§ **課題の指示**
以下の行のうち「house」という文字列を含む行がいくつあるか、その数だけを答えよ。大文字と小文字は区別する。

[位置ラベル付けの記録]
● ● ● ●

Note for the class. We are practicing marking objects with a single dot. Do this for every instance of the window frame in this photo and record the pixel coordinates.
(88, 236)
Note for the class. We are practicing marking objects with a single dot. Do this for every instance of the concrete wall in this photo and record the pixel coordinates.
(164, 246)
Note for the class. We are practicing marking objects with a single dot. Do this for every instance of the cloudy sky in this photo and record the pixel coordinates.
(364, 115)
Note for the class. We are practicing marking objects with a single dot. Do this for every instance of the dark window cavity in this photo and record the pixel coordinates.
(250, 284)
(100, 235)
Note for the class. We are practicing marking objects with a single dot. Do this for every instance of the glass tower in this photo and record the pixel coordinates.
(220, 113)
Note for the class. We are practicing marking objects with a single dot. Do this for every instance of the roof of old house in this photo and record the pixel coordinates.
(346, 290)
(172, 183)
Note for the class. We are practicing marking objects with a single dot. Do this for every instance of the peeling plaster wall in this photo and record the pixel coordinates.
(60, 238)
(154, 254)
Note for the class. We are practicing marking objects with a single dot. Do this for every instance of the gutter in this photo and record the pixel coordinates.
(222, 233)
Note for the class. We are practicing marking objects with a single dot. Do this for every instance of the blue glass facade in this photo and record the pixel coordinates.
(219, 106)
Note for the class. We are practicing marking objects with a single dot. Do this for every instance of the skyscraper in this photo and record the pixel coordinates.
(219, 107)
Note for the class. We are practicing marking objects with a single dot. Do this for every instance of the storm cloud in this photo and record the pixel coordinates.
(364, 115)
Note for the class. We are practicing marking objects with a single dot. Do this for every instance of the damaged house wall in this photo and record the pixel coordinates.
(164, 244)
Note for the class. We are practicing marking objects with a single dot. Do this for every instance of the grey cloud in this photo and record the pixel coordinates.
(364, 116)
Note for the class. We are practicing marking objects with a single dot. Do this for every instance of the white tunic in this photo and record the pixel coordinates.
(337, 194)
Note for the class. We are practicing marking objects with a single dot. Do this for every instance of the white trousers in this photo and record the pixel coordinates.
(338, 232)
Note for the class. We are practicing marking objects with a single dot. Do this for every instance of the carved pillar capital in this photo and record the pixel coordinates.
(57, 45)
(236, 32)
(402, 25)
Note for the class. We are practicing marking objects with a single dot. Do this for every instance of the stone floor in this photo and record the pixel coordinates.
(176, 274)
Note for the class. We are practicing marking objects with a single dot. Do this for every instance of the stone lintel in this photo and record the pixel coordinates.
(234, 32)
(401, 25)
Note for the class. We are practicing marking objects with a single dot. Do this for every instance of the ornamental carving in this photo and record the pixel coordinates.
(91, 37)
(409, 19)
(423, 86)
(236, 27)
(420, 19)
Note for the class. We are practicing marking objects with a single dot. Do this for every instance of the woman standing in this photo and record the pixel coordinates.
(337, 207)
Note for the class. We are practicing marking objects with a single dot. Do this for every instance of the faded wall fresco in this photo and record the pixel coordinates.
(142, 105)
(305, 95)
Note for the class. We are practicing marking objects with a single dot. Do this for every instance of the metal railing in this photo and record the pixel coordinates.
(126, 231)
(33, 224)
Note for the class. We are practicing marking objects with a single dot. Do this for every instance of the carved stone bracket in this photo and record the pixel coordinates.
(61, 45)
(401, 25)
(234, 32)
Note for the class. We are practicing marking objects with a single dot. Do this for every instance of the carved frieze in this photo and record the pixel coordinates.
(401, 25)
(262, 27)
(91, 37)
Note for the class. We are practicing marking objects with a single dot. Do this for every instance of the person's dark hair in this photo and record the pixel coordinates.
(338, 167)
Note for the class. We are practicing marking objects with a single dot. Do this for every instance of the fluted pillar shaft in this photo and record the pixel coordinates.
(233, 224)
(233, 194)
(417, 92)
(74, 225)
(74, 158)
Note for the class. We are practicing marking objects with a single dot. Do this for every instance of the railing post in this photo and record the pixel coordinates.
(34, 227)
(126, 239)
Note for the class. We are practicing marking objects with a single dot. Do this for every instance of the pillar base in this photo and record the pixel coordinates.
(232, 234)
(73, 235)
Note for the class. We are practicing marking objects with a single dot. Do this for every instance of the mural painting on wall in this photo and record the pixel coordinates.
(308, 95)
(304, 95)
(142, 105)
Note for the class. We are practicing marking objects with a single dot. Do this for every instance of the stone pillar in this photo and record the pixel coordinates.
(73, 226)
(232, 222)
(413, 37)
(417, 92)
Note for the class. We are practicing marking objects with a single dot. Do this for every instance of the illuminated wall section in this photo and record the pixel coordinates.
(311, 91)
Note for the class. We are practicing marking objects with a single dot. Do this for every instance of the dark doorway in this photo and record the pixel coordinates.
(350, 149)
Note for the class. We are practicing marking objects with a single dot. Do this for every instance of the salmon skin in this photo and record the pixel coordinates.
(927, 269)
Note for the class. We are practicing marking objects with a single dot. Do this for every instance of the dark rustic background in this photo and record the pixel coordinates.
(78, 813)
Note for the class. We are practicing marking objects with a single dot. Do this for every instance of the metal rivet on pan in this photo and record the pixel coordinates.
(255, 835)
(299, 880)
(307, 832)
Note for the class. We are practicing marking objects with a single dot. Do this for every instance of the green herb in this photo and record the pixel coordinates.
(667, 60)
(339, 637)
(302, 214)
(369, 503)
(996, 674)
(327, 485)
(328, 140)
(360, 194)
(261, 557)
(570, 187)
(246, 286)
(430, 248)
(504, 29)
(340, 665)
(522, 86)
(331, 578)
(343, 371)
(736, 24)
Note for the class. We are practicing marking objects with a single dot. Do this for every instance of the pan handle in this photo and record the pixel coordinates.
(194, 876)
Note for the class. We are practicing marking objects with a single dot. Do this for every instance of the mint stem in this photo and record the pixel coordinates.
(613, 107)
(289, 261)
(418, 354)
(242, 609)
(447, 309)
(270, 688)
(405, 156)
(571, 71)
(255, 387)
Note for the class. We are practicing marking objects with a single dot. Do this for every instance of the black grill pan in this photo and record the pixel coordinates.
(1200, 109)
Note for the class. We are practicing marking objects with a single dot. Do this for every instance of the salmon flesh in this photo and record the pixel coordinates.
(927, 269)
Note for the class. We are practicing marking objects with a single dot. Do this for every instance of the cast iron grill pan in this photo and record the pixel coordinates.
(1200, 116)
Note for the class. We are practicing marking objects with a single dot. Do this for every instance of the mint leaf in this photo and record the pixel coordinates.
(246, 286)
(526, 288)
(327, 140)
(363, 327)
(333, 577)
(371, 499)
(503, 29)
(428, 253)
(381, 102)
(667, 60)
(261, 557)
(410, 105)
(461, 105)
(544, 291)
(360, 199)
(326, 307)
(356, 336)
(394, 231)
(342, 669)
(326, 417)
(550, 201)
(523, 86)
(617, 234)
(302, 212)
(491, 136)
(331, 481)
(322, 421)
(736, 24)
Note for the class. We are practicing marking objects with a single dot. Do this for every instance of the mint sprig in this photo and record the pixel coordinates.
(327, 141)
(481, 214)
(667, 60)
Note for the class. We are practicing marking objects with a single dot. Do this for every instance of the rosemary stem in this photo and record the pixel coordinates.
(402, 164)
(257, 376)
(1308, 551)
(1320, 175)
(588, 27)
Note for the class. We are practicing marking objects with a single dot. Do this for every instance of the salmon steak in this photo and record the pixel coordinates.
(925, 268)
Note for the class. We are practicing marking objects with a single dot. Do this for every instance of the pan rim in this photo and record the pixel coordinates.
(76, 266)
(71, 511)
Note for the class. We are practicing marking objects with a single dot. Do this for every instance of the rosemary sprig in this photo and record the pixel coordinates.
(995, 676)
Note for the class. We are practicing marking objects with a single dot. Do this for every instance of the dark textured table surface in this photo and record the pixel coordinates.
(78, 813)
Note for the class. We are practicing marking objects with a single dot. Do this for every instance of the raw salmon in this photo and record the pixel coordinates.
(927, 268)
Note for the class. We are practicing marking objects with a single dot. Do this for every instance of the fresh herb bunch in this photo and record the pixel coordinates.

● ● ● ●

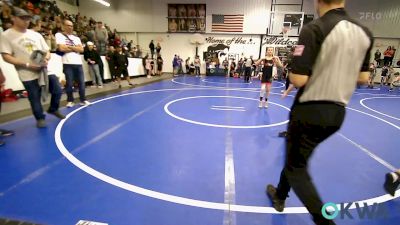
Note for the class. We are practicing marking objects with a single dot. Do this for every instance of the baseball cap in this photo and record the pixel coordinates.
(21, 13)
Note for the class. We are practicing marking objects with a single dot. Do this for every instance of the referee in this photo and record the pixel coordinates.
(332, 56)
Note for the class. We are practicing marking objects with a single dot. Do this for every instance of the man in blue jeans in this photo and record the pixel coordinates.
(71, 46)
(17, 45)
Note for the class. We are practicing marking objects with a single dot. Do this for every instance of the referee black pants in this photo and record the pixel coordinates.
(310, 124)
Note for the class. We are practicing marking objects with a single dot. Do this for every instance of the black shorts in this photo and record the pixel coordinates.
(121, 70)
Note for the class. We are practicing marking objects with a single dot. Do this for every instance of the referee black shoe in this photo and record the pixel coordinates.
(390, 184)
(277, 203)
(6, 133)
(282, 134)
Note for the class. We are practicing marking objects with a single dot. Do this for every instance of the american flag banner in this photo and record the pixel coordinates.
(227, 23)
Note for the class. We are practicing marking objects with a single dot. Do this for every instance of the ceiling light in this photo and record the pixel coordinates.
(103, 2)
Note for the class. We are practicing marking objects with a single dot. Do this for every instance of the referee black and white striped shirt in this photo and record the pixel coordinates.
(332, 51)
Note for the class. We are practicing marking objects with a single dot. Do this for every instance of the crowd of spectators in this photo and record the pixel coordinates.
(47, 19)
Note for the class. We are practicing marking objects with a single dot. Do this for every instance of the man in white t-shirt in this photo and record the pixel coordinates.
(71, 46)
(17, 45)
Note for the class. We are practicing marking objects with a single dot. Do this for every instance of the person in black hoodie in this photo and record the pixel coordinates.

● ● ● ●

§ **課題の解答**
2